Return the forum thread on keeping a Gentoo system stable word for word.

DOCUMENT SECTION.
============

This is still mostly theoretical, so my question is: is this a good way to ensure a stable and secure system? Am I going to be in world of pain at some point? Am I leaving the system vulnerable in terms of security?

edit:cron script fixLast edited by denial on Fri Apr 20, 2012 11:28 am; edited 1 time in total

----------

## audiodef

I think the most important thing for you, since you want to keep things stable, is to, well, stay on stable and not ~arch. 

I also think it's important, when using Gentoo, to update world on some kind of regular basis. I used to get frustrated with updates until I hit upon my current approach:

1. emerge --sync

2. layman -S (skip if you don't have overlays)

3. emerge -pvuDN world (read output)

4. cd ~/PortageLogs

5. emerge -pvuDN world > (month+year) - gives you something to review if something breaks

6. emerge -vuDN world

7. update any 9999 packages

8. emerge -p --depclean

I do this for all my Gentoo machines on the first of each month - no more or less often. All my machines are on ~arch, not stable, and things break very infrequently for me (and usually because someone threw a bomb down the pipe. libpng, udev, and such). 

Think about incorporating any or all of this into your routine. I think if you do not update world on a regular basis, letting no more than a month or two go by between updates, some dam will break at some point and you'll be spending a lot of time fixing it. Gentoo is a rolling release distro and is meant to work best when updated regularly. Stuff has always broken for me in big ways whenever I wait too long to update world.

============

PROVIDED MATERIAL.
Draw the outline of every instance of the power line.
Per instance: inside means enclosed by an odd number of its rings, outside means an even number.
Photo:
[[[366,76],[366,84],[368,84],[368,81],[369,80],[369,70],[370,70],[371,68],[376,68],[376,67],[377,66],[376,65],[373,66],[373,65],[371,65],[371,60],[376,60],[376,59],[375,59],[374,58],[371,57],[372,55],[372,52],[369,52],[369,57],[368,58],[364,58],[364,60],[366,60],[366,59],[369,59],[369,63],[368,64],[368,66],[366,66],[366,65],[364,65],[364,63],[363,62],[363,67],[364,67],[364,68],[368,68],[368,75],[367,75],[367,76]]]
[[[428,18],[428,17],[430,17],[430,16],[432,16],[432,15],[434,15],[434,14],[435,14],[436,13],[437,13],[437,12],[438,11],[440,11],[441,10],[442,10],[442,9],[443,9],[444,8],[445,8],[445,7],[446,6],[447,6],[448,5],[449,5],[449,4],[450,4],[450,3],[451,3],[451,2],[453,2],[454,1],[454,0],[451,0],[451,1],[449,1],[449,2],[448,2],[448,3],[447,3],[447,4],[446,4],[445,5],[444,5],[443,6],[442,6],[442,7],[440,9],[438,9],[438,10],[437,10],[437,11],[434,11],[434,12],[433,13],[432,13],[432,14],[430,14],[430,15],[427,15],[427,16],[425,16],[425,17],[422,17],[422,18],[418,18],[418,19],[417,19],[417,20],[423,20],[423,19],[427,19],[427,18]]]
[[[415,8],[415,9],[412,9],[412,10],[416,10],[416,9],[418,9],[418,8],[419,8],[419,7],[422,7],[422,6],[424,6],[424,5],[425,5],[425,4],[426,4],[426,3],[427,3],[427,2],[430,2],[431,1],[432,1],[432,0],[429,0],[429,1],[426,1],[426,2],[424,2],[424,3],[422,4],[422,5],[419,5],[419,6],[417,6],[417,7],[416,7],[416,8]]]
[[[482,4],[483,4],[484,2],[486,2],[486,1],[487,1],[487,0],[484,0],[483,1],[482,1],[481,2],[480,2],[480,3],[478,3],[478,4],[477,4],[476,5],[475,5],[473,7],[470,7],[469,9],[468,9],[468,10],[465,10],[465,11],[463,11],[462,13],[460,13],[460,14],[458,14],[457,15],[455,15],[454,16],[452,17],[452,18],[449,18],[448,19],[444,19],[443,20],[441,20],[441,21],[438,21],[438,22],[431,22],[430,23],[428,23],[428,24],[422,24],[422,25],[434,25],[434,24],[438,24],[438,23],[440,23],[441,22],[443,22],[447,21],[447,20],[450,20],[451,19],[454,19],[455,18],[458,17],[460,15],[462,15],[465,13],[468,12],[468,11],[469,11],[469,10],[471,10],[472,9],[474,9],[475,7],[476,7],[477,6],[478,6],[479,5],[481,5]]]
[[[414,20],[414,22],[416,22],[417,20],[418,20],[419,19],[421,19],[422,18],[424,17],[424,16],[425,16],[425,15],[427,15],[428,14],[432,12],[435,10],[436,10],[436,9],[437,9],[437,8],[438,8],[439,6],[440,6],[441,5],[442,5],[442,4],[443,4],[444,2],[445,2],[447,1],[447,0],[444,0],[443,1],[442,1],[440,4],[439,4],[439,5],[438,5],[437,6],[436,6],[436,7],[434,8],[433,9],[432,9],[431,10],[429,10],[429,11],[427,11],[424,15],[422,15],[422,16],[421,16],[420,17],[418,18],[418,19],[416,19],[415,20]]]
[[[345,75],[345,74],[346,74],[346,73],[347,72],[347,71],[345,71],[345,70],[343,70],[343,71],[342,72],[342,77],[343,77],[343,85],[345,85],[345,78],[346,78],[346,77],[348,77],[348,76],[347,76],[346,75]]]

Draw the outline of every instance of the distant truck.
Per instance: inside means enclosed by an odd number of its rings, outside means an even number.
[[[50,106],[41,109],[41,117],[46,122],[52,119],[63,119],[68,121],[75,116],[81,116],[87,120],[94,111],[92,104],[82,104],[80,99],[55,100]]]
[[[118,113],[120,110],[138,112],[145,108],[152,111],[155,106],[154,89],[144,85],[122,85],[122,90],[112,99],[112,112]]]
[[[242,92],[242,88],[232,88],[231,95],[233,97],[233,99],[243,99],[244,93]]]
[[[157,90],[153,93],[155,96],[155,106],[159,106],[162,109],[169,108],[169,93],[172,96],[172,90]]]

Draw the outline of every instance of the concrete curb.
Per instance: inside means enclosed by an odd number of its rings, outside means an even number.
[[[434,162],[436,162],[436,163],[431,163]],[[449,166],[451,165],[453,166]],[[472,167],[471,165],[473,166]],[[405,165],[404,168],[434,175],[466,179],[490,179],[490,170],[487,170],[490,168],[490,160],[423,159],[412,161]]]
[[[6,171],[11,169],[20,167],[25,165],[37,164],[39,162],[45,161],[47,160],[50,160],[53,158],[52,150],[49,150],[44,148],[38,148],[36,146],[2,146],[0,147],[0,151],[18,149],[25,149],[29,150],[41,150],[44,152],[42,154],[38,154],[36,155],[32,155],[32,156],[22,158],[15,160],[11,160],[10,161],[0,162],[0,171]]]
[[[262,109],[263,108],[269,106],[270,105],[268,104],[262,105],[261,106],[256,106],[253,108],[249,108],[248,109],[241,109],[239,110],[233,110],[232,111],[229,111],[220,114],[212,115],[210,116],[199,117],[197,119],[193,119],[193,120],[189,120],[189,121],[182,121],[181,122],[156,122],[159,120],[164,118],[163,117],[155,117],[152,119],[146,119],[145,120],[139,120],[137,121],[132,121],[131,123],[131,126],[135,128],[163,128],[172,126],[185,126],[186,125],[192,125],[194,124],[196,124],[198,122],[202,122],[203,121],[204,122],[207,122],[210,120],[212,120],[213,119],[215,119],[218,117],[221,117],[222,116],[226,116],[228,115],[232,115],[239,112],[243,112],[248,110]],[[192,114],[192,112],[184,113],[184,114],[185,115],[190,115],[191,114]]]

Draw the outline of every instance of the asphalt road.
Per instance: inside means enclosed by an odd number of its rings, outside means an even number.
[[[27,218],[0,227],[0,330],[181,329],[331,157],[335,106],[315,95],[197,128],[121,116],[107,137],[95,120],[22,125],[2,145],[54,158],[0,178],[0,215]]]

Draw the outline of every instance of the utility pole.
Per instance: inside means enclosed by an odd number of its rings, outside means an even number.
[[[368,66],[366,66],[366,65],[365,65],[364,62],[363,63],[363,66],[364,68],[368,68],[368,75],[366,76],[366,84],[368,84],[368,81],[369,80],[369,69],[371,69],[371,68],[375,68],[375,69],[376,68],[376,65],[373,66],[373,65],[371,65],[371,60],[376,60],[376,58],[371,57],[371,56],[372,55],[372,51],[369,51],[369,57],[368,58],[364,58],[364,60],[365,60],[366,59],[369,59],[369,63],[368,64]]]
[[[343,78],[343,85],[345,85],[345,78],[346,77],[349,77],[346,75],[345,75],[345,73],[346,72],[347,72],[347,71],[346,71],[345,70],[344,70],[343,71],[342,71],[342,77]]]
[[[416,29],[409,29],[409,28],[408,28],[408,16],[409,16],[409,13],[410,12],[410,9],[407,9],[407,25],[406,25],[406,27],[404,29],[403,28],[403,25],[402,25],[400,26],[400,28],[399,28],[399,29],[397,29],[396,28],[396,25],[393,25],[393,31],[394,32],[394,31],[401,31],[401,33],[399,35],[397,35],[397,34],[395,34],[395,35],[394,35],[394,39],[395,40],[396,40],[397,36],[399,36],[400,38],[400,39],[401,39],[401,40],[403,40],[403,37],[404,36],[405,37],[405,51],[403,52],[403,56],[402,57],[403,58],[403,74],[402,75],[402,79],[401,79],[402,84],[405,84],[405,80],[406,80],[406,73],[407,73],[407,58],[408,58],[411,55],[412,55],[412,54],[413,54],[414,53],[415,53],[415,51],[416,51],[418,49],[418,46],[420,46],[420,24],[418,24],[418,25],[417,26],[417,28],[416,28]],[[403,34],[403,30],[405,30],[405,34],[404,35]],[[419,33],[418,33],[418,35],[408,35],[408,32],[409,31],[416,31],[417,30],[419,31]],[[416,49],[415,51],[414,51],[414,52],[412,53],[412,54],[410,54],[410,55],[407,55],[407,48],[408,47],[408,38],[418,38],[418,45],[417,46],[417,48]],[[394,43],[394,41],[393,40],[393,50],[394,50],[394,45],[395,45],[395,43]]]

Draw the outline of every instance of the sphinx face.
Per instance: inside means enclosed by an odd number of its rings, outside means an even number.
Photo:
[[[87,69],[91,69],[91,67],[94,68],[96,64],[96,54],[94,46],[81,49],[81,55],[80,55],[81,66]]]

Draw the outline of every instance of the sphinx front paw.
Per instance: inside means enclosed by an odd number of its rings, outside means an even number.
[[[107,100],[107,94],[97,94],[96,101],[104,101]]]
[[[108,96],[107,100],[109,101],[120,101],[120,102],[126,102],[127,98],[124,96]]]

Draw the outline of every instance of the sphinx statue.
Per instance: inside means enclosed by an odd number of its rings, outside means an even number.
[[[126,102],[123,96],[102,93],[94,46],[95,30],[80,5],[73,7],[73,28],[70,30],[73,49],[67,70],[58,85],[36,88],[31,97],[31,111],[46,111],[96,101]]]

============

ANSWER TO THIS PROBLEM.
This is still mostly theoretical, so my question is: is this a good way to ensure a stable and secure system? Am I going to be in world of pain at some point? Am I leaving the system vulnerable in terms of security?

edit:cron script fixLast edited by denial on Fri Apr 20, 2012 11:28 am; edited 1 time in total

----------

## audiodef

I think the most important thing for you, since you want to keep things stable, is to, well, stay on stable and not ~arch. 

I also think it's important, when using Gentoo, to update world on some kind of regular basis. I used to get frustrated with updates until I hit upon my current approach:

1. emerge --sync

2. layman -S (skip if you don't have overlays)

3. emerge -pvuDN world (read output)

4. cd ~/PortageLogs

5. emerge -pvuDN world > (month+year) - gives you something to review if something breaks

6. emerge -vuDN world

7. update any 9999 packages

8. emerge -p --depclean

I do this for all my Gentoo machines on the first of each month - no more or less often. All my machines are on ~arch, not stable, and things break very infrequently for me (and usually because someone threw a bomb down the pipe. libpng, udev, and such). 

Think about incorporating any or all of this into your routine. I think if you do not update world on a regular basis, letting no more than a month or two go by between updates, some dam will break at some point and you'll be spending a lot of time fixing it. Gentoo is a rolling release distro and is meant to work best when updated regularly. Stuff has always broken for me in big ways whenever I wait too long to update world.